What are the symptoms of a spiritual deficiency? One feels stuck, discontented, agitated, sometimes hopeless. This is not clinical depression nor an anxiety disorder. All the prozac and valium in the world won't cure it. But if you supply the meaning, the purpose, the goals, the program of self-improvement, higher values, community service, charitable works, you will see the difference - you will see growth, and with it comes happiness and peace of mind.
But spiritual growth is not always easy. There is usually something holding us back, be it our habits, our desires, our distractions, or our addictions. Dr. Twerski tells of one patient of his who beat his drug addiction and then went home for Passover. Right at the beginning of the seder, when his father said, "We were slaves in the land of Egypt," he said, "Dad, what do you know about slavery and liberation? I really have been a slave. The drug told me what to do and I did it - for years. Now I've been liberated and there's no words to describe how grateful I am."
Have you ever wondered, Rabbi Twerski asks, why Jews are so obsessed with the Exodus from Egypt? They mention it in their daily prayers, they commemorate it when they make kiddush on Shabbat and festivals, they mention it in the Shma, they associate it with mitzvos like tefillin, tzitzit and sukkah. Even Passover itself is no simple one day commemoration but weeks of preparation plus a week of celebration.
The answer is it's not about leaving Egypt at all - it's about liberation from slavery, and that's what life is all about. In slavery there are many kinds and degrees. There is slavery to gross addictions like drugs, alcohol, and cigarettes. But we may also become enslaved to things that could be benign if we had the right attitude to them: like food, fashion, fame and fortune.
There's nothing wrong to live with these things. The problem is when we live for them. When life is defined by our material needs and wants, our spirit become encrusted and we can't break free. Our only way out is to repress the physical a little to make room for other things.
We can learn a lesson about this from the lobster. Have you ever wondered how lobsters grow? Their shells are hard and fixed in size. As the soft creature within grows larger, it starts to feel squeezed inside its shell. This discomfort signals that it's time to cast off the shell to enable growth. The lobster finds a nice rock to hide under, climbs out of its shell, and then grows a new one to match its size.
The lesson for us is recognize that the discontent, agitation and hopelessness we feel may in fact be our souls calling out for a little more space. Every once in a while we need to cast off our materialistic exterior which of course could make us vulnerable for a time, but it also accommodates inner growth.
Imagine what would happen if lobsters had doctors. "Hey doc, I'm feeling uncomfortable in my shell. What do I do?" The doctor could say,"Take a pain killer." or "You need to lose weight" But that won't solve the problem. The need is growth and that need must be met.
Sometimes pain is a blessing. It's a neshama crying out for meaning. At that point it's time to heed the call.
R' Gavriel and Rivka Holtzberg heard the call of the neshama. They put their own material comfort to the side, dedicating all their inner and outer resources to helping other Jews find their way in the world. If we can deny our material obsessions and gratifications just a little bit, we can rise a step closer to living a life of meaning like theirs.
And then our personal redemption will contribute to the ultimate redemption, may it take place speedily in our days, Amen.

════════

» **Required actions**:
a - In the passage on spiritual growth, what does the lobster do after it climbs out of its shell?
b - Reproduce word for word the stretch of the passage on spiritual growth from "Sometimes pain is" through "our days, Amen.".

════════

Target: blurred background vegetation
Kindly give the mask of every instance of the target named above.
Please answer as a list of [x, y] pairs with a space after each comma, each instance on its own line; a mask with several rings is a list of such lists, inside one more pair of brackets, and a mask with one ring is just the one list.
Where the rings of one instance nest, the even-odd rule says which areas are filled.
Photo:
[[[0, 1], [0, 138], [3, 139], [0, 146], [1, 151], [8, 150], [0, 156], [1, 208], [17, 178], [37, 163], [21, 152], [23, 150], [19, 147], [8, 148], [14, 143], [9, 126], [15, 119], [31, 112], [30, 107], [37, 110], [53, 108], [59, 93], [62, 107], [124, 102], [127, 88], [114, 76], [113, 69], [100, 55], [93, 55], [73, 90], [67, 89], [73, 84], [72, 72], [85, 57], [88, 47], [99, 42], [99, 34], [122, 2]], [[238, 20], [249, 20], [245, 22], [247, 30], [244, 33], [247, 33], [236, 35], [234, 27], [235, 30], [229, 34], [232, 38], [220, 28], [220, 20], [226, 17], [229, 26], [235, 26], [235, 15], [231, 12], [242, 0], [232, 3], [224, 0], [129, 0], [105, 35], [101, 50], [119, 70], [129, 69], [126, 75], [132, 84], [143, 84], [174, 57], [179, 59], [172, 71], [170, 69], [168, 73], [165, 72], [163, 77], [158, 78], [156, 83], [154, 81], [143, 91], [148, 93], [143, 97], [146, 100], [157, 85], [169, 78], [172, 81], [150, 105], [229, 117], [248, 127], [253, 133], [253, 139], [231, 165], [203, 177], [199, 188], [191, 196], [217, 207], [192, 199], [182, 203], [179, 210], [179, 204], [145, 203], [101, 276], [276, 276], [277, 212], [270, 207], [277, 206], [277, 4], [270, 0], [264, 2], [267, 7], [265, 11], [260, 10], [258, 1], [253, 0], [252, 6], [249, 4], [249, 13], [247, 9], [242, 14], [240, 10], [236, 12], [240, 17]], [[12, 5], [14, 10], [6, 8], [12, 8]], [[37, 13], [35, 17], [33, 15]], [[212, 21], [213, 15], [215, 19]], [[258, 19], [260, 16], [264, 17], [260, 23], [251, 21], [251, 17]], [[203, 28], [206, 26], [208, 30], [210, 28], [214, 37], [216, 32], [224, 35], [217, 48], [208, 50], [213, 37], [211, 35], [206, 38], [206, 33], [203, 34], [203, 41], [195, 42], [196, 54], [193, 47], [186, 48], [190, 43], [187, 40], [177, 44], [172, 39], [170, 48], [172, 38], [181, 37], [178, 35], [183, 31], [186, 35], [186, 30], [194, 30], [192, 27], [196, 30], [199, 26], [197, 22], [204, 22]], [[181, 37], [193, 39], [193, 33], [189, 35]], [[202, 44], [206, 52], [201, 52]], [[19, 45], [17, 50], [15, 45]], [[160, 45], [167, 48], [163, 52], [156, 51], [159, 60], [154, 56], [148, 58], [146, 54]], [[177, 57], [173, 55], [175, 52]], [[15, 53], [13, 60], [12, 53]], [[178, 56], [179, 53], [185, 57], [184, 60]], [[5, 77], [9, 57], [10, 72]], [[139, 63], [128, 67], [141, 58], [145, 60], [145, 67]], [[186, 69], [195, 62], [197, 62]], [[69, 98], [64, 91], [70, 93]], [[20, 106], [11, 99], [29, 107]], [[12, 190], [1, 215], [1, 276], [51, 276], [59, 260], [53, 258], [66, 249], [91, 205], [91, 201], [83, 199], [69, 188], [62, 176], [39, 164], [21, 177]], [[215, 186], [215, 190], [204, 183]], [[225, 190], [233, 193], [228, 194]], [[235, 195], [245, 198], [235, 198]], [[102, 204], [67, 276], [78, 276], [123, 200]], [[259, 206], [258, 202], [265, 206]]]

════════

» **Responses in order**:
a - It grows a new shell to match its size.

b -
Sometimes pain is a blessing. It's a neshama crying out for meaning. At that point it's time to heed the call.
R' Gavriel and Rivka Holtzberg heard the call of the neshama. They put their own material comfort to the side, dedicating all their inner and outer resources to helping other Jews find their way in the world. If we can deny our material obsessions and gratifications just a little bit, we can rise a step closer to living a life of meaning like theirs.
And then our personal redemption will contribute to the ultimate redemption, may it take place speedily in our days, Amen.